Collection entries —
>>

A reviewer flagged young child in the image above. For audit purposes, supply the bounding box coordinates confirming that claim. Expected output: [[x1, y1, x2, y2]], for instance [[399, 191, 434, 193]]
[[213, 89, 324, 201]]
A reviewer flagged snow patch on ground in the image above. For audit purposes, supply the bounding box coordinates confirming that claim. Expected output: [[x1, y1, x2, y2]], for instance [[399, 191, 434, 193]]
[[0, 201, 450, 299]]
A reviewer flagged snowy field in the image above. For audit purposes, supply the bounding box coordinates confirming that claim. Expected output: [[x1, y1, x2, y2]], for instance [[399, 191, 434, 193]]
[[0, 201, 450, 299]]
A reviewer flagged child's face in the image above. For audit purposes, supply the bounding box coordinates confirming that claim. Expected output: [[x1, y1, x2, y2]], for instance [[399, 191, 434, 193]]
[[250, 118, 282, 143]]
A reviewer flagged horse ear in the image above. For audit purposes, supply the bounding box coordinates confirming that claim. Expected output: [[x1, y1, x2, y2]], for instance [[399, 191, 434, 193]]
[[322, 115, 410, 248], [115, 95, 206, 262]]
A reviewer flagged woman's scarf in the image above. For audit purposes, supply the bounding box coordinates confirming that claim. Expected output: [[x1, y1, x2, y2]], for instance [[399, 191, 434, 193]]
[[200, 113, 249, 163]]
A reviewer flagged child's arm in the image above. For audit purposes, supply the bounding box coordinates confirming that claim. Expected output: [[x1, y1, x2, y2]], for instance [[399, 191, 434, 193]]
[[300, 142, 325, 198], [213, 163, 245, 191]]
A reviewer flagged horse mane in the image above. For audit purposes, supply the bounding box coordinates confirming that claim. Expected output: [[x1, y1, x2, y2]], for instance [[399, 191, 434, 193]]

<<

WHAT NEEDS TO BE DONE — Could you repeat every one of the entries above word for word?

EXERCISE ANSWER —
A reviewer flagged young child in the image above. For audit purposes, supply the bounding box coordinates confirming that claim. Expected output: [[x1, y1, x2, y2]], for instance [[399, 191, 434, 193]]
[[213, 89, 324, 201]]
A reviewer flagged snow patch on ground in the image above. For audit purposes, supply the bounding box coordinates confirming that claim. Expected output: [[x1, y1, x2, y2]], for instance [[399, 191, 434, 193]]
[[0, 201, 450, 299]]
A reviewer flagged snowy field in the image above. For audit purposes, supply the bounding box coordinates confirming that claim. Expected output: [[x1, y1, x2, y2]], for instance [[399, 191, 434, 193]]
[[0, 201, 450, 299]]
A reviewer flagged child's face in the image above. For audit purposes, supply the bounding box coordinates confirming that claim. Expected output: [[x1, y1, x2, y2]], for instance [[399, 191, 434, 193]]
[[250, 118, 282, 143]]
A reviewer flagged horse ear in the image above. For audit purposes, supply the bounding box coordinates confirming that claim. Expected output: [[x1, y1, x2, y2]], for instance [[399, 191, 434, 193]]
[[322, 115, 410, 248], [115, 95, 206, 262]]
A reviewer flagged woman's scarf in the image above. For audit purposes, supply the bounding box coordinates confirming that claim. Expected output: [[x1, y1, x2, y2]], for instance [[399, 191, 434, 193]]
[[200, 113, 249, 163]]
A reviewer flagged child's arm in the image above. For audit purposes, supply the bounding box coordinates confirming that claim. Expected output: [[x1, y1, x2, y2]], for instance [[399, 191, 434, 193]]
[[300, 142, 325, 198], [213, 163, 245, 191]]
A reviewer flagged horse mane in the image above. For audit purposes, supply the bounding box coordinates confirming that claim. Expected output: [[x1, y1, x2, y2]], for instance [[399, 191, 434, 193]]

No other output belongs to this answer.